* EXERCISE *
Across all entries below, how many lines include "curved"? Answer with the number alone.

* WORKING DATA *
• • • •

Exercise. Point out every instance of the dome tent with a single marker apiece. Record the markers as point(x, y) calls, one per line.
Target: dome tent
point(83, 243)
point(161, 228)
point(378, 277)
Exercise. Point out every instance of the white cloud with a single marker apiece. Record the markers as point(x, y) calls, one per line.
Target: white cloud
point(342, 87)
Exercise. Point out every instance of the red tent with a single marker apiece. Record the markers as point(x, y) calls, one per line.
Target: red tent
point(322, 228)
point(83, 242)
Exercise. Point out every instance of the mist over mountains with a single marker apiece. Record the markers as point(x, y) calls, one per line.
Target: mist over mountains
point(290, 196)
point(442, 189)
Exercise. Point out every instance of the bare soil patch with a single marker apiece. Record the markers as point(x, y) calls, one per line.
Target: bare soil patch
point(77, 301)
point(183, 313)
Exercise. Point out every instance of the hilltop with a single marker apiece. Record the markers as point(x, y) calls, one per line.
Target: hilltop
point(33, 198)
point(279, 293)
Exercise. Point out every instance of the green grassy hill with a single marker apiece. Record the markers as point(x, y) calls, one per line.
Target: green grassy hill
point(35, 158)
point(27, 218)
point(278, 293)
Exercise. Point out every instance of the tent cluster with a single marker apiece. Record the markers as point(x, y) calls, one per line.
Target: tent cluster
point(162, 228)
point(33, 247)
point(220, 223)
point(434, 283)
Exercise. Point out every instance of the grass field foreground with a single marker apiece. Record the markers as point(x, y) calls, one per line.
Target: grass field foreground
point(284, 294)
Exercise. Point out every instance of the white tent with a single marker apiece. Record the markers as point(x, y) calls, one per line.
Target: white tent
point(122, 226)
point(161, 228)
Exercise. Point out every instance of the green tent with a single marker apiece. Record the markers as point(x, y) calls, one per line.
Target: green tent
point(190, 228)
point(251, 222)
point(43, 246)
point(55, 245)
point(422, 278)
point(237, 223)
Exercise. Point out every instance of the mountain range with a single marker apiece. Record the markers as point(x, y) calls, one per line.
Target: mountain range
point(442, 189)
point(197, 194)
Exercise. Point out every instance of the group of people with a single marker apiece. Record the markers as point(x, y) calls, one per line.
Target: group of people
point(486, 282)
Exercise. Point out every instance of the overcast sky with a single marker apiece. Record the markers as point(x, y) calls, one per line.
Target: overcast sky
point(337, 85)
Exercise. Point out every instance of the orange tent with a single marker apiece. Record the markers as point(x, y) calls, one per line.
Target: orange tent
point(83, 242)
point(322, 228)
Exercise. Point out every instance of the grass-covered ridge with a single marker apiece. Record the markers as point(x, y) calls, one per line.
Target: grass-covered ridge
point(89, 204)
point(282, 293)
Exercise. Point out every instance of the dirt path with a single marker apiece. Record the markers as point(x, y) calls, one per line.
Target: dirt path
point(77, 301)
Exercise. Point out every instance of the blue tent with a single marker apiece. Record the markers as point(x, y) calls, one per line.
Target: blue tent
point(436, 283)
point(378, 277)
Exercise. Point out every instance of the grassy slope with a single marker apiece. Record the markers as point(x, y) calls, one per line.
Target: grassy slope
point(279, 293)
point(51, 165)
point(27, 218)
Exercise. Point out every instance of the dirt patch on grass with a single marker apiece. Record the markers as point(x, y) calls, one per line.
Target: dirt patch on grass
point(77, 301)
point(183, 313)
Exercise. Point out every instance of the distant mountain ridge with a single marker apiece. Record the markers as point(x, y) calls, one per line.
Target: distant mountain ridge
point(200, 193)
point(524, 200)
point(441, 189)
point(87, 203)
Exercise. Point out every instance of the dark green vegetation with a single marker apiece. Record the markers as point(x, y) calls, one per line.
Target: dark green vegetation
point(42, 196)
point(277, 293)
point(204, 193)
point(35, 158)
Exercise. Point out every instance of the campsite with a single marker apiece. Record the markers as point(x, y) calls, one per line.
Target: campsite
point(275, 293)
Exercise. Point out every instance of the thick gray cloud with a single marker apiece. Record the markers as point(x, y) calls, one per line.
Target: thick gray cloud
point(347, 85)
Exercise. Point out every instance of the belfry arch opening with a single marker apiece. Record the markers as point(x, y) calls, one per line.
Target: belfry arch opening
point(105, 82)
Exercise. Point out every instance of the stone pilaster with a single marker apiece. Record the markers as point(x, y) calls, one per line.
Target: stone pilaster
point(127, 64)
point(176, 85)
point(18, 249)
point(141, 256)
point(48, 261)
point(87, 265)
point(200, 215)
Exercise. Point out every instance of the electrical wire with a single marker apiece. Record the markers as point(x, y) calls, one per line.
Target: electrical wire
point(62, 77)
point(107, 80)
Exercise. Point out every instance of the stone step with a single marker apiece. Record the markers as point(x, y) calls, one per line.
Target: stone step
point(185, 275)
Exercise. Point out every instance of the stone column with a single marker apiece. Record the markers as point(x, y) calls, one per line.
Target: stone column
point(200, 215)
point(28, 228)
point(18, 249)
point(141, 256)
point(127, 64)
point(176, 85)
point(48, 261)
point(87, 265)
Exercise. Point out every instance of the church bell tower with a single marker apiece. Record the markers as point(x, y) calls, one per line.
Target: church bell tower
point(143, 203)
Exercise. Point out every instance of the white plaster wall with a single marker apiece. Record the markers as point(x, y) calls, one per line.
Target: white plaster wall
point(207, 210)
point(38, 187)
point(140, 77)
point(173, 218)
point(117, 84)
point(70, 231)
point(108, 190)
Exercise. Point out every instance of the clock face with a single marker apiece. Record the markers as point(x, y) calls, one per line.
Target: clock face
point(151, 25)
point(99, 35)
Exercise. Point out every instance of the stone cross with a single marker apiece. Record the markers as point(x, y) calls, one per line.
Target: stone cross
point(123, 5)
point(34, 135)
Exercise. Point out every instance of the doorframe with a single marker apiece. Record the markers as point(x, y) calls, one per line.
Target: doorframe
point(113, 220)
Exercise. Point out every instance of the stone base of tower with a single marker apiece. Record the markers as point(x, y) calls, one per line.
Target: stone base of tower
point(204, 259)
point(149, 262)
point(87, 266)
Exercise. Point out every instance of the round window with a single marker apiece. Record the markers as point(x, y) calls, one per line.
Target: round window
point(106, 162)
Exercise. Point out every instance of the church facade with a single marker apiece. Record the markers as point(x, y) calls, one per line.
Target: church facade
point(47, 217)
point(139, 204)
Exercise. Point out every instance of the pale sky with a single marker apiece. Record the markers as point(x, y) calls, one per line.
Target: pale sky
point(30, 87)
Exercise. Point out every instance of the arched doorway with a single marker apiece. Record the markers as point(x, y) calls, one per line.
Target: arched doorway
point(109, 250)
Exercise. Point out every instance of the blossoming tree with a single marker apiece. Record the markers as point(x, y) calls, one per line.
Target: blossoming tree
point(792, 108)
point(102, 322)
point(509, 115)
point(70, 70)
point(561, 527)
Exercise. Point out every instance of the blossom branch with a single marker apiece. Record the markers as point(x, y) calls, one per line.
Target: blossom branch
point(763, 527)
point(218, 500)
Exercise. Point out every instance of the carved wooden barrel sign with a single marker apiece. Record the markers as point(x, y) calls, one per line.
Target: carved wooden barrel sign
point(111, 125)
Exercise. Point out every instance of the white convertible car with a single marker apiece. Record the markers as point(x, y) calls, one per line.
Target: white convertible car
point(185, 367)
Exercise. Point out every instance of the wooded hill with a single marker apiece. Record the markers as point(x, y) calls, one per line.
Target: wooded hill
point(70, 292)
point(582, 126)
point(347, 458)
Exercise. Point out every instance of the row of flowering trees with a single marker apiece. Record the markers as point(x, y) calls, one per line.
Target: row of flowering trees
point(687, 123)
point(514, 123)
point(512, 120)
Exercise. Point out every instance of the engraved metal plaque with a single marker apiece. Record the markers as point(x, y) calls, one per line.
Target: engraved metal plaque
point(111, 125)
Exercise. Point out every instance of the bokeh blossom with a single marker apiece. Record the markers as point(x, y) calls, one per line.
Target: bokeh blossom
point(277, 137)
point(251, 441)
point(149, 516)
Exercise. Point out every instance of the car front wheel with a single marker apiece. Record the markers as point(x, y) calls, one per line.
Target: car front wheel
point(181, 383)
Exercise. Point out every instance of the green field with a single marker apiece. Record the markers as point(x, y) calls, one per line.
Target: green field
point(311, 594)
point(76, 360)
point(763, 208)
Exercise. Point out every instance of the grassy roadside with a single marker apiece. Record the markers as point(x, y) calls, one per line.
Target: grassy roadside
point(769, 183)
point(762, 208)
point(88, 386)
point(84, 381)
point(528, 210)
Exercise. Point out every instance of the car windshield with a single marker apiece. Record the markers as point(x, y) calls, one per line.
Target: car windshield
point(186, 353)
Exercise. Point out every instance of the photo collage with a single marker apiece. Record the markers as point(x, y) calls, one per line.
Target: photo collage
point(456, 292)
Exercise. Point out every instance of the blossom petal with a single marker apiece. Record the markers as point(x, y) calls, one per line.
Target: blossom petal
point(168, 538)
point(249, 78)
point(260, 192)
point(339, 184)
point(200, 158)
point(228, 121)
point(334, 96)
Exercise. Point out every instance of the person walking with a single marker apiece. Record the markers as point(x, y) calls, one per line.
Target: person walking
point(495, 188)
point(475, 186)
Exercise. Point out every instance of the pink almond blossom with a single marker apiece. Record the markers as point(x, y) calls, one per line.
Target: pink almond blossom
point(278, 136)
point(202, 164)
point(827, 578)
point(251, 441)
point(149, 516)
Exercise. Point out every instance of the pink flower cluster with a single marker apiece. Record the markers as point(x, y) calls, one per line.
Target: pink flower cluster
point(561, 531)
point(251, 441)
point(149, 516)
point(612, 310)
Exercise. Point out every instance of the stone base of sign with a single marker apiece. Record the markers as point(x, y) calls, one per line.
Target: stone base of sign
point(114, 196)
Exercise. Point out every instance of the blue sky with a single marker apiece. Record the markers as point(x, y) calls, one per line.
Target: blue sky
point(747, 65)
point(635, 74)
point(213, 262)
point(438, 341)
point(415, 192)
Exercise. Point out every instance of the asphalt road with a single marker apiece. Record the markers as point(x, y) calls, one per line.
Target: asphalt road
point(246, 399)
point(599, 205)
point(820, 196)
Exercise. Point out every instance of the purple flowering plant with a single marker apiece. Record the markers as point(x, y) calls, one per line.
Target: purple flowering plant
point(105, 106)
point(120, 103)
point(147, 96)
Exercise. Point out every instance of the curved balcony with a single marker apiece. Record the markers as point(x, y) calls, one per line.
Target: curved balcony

• • • •

* THE ANSWER *
2